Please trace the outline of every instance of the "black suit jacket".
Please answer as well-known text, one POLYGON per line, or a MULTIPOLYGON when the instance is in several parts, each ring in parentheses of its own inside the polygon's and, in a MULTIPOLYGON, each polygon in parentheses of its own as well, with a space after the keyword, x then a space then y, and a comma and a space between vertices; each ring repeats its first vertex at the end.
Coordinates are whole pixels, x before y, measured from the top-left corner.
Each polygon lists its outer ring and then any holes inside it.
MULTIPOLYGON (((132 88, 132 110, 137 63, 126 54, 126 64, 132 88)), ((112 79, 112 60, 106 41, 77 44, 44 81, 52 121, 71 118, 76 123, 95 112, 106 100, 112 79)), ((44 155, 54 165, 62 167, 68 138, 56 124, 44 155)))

--

Reproduce the material above word for word, line by line and in the same order.

Please trace the outline of every instance of the "black suit jacket".
Please answer as well-known text, one POLYGON per line, or a MULTIPOLYGON when the instance is in several parts, each ring in parentheses of its own inside the polygon's and, in a MULTIPOLYGON, each polygon in parentheses of its own as well, with a space after the keyword, x then a space then y, and a comma and a space between vertices; each ring repeats its first vertex at the end.
Coordinates are whole pixels, x before y, measured from the top-left corner.
Each polygon lists its outer ring and then any holes inside it.
MULTIPOLYGON (((132 88, 132 110, 137 63, 126 54, 126 64, 132 88)), ((112 79, 112 60, 106 41, 77 44, 44 81, 52 121, 71 118, 76 123, 95 112, 106 100, 112 79)), ((44 155, 54 165, 62 167, 68 138, 56 124, 44 155)))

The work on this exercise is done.